begin Reading text

The Middle East chessboard President Biden is inheriting

Dr. Thoreau Redcrow, an American global conflict analyst who specializes in geopolitics, theorizes that President Biden will find a region divided into three main alliance blocs, which have largely formed because of Turkey’s expansionism.

The Middle East chessboard President Biden is inheriting
2 February 2021   00:28

The new Biden Administration is inheriting a Middle East and Eastern Mediterranean region that has been torn asunder. Ravaged by proxy wars, inter-imperialist ambitions, sectarian religious rivalry, ethnic revanchism, and geopolitical positioning; many nations are in a precarious state of uncertainty. That volatility has caused the formation of new undeclared alliance blocs with ‘strange bedfellows’, as former rival states align together for survival on a larger chessboard, where the proverbial king and queen pieces extend from the White House to the Kremlin, and from Paris’s Elysee Palace to Ankara’s Presidential Complex.

Predictably, one question on everyone’s lips in the region is what a Joe Biden Presidency will mean for them? With many wondering how US strategy will vary from President Trump? Whereas Trump was as an unpredictable deviation from usual American foreign policy—guided by everything from his own financial interests in Istanbul, to delusions of grandeur which cast him as the only man who could bring “peace to the Middle East” and secure Israel’s future by assassinating Iranian Generals—President Biden in many ways represents a return to ‘normalcy’ with regards to traditional US hegemony. However, the geopolitical reality of the region that President Trump inherited is not the same one he is leaving his successor.

The most obvious difference is the degree to which Tayyip Erdogan’s regime in Turkey has been allowed to set the region ablaze as part of his neo-Ottoman expansionism, which has caused these alliance blocs to form. For example, in just the last two years, Erdogan’s belligerence has led him to threaten nearly every ethno-nationality within bombing distance, whether they be Kurds, Armenians, Assyrians, Greeks, Cypriots, Egyptians, Libyans, Saudis, Emiratis, and even the French.

Of course, such words were matched by the Turkish military, who spent their time bombing mountain areas in Iraqi Kurdistan, shelling Christian villages near Tell Tamer, transporting Turkmen mercenaries to Azerbaijan to attack Artsakh, sending naval ships out to threaten Greece, propping up their GNA puppet state in Tripoli, and systematically stealing the olive oil industry in occupied Afrin.

Erdogan’s Turkey also spent the last half of Trump’s Presidency unsuccessfully sending an assassin to Austria to murder the Kurdish woman politician Berivan Aslan, meddling for influence in Lebanon, denouncing Bahrain, colonizing Somalia, smuggling arms to Boko Haram in Nigeria, shielding Al-Qaeda 2.0 in Idlib, hosting Hamas leaders while claiming ownership of Jerusalem, and ethnically cleansing 300,000 Kurds in Rojava (northern Syria). And now, with Turkish soldiers stretching from the Balkans to Qatar, and with Erdogan’s regime willing to interfere from Mali to Kashmir, many nations in the Middle East have realized they may be next.

end Reading text

**Set tasks:**
1. Set down the passage of the Middle East article that begins at the words "Erdogan’s Turkey also" and stops after the words "may be next.".
2. Using one to three sentences, explain why the Middle East article says new alliance blocs have formed in the region.

begin Data lines

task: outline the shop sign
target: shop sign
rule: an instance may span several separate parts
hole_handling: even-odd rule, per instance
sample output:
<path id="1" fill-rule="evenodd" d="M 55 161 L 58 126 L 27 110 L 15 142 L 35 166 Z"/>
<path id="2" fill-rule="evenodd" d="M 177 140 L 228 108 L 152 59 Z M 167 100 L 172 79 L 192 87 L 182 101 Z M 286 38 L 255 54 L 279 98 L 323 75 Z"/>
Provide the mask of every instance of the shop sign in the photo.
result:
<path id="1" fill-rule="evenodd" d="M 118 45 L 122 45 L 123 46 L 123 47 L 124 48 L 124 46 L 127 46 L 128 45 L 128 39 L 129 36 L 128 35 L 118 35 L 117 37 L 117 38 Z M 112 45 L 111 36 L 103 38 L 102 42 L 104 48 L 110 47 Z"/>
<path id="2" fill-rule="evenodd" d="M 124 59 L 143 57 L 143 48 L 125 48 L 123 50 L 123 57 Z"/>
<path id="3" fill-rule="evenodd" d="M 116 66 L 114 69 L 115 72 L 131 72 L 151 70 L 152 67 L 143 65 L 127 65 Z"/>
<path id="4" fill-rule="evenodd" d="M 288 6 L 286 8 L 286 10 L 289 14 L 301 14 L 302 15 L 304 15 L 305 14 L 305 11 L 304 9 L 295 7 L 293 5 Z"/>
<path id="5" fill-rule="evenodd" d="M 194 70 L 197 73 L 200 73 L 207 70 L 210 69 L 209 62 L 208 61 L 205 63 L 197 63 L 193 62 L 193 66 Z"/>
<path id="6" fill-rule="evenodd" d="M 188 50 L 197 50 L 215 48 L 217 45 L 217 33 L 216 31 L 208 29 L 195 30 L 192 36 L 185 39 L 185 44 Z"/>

end Data lines

**Written answers:**
1.
Erdogan’s Turkey also spent the last half of Trump’s Presidency unsuccessfully sending an assassin to Austria to murder the Kurdish woman politician Berivan Aslan, meddling for influence in Lebanon, denouncing Bahrain, colonizing Somalia, smuggling arms to Boko Haram in Nigeria, shielding Al-Qaeda 2.0 in Idlib, hosting Hamas leaders while claiming ownership of Jerusalem, and ethnically cleansing 300,000 Kurds in Rojava (northern Syria). And now, with Turkish soldiers stretching from the Balkans to Qatar, and with Erdogan’s regime willing to interfere from Mali to Kashmir, many nations in the Middle East have realized they may be next.

2. The article says the blocs formed largely because of Turkey's expansionism, with Erdogan's neo-Ottoman ambitions setting the region ablaze. The resulting volatility led former rival states to align for survival, as many nations realized they may be next.